---- Extracted entries

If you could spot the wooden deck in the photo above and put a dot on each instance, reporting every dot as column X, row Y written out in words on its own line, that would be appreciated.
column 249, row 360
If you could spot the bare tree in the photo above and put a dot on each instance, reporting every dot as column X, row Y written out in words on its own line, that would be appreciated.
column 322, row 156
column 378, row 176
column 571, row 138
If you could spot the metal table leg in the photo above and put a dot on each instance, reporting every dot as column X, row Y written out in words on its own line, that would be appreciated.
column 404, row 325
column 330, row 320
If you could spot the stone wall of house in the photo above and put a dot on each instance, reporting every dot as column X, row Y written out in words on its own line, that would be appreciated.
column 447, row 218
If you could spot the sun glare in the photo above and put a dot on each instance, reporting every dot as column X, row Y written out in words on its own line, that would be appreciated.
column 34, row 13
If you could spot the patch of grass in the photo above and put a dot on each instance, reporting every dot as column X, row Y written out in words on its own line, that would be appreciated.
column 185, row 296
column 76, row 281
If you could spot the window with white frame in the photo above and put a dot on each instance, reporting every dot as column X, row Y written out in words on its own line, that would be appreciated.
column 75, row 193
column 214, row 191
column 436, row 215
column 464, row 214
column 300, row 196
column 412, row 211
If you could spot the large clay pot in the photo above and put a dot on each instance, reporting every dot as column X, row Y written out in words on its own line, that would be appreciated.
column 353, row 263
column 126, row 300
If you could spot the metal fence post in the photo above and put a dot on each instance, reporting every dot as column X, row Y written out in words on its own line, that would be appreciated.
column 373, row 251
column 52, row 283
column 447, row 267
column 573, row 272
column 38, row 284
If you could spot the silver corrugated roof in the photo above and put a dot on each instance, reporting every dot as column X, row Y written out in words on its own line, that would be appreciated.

--------
---- Extracted entries

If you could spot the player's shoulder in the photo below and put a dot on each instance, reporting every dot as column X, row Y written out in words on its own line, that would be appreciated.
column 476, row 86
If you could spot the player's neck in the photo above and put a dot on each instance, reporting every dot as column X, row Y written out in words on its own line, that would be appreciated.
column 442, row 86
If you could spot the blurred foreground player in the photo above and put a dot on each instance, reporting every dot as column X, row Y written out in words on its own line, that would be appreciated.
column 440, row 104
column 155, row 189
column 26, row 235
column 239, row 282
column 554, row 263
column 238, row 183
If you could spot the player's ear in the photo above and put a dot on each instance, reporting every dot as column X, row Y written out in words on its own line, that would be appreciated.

--------

* _Aim of the exercise_: Format the lines of the data from the line containing "If you could spot the bare" through the line containing "column 571, row 138" as a JSON list of strings, one string per line, leaving out blank lines.

* _Task answer_:
[
  "If you could spot the bare tree in the photo above and put a dot on each instance, reporting every dot as column X, row Y written out in words on its own line, that would be appreciated.",
  "column 322, row 156",
  "column 378, row 176",
  "column 571, row 138"
]